◆ Object point labels
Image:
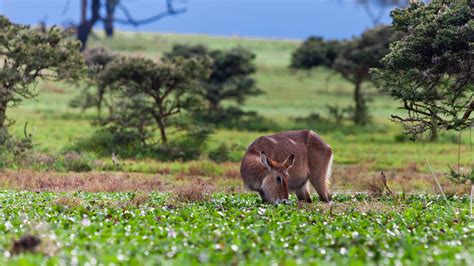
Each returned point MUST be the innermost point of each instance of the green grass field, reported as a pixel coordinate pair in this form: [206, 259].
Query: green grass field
[287, 95]
[230, 229]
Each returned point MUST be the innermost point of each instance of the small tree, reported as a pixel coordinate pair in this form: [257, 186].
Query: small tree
[93, 93]
[315, 51]
[353, 61]
[230, 77]
[431, 69]
[357, 57]
[144, 95]
[27, 55]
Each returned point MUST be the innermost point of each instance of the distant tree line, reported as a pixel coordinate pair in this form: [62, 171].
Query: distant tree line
[425, 60]
[182, 92]
[352, 59]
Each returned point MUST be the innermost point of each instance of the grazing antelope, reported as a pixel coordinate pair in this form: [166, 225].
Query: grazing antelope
[276, 164]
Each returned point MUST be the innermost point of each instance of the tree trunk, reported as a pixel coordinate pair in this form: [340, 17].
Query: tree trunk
[83, 11]
[3, 110]
[109, 19]
[85, 28]
[162, 127]
[360, 112]
[434, 129]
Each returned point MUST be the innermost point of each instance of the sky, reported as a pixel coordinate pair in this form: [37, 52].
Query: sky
[277, 19]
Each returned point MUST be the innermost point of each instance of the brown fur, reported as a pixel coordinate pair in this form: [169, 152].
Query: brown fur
[312, 162]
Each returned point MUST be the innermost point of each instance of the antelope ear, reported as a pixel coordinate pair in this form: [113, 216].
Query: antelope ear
[289, 161]
[264, 160]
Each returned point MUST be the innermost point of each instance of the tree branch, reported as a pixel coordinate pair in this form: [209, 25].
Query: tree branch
[171, 11]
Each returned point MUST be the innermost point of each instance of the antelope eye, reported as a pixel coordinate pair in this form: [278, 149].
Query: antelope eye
[279, 179]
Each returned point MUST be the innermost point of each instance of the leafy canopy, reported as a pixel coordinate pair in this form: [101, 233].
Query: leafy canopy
[29, 54]
[230, 77]
[431, 69]
[352, 59]
[143, 95]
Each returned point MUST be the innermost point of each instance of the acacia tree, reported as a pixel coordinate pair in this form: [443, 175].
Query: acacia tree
[230, 77]
[144, 95]
[431, 70]
[27, 55]
[92, 94]
[110, 18]
[351, 59]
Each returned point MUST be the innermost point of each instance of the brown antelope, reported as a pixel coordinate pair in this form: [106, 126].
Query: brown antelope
[276, 164]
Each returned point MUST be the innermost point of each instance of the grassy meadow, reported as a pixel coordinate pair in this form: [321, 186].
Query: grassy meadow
[288, 95]
[145, 212]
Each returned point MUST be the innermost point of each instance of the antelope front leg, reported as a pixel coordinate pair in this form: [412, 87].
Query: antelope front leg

◆ WHAT NEEDS TO BE DONE
Could you rewrite the records, starting at the line that contains "form: [101, 233]." and continuing through the end of the records, with every coordinate in the answers multiplied by 2.45 and rounded to a whole number, halves rounding up? Keep the request lines and their sample coordinates unchanged, and return only those lines.

◆ RESPONSE TO THE TASK
Each returned point MUST be the innermost point of each instance of the leafy canopy, reported as a pixel coordinate pair in this form: [101, 233].
Query: leafy canopy
[71, 132]
[564, 189]
[1056, 169]
[862, 145]
[350, 233]
Each returned point MUST be the innermost point of each instance of the acacia tree, reported as a pixel coordinate pair in this form: [443, 175].
Query: acacia tree
[564, 189]
[353, 233]
[1056, 172]
[66, 135]
[225, 230]
[270, 44]
[860, 145]
Each returned point MUST be the innermost point of each instance of the brown antelope, reported as a pixel coordinate pair in this form: [106, 126].
Query: brown antelope
[676, 402]
Each returned point MUST be the innermost point of each instance of the grassy meadow, reported as a pixel coordinate pair in this form: [321, 186].
Query: grassy meadow
[706, 233]
[355, 519]
Each returned point MUST be the innermost point of each instance of the antelope front leg, reported as a pixel coordinate pair in this form: [412, 87].
Query: antelope front leg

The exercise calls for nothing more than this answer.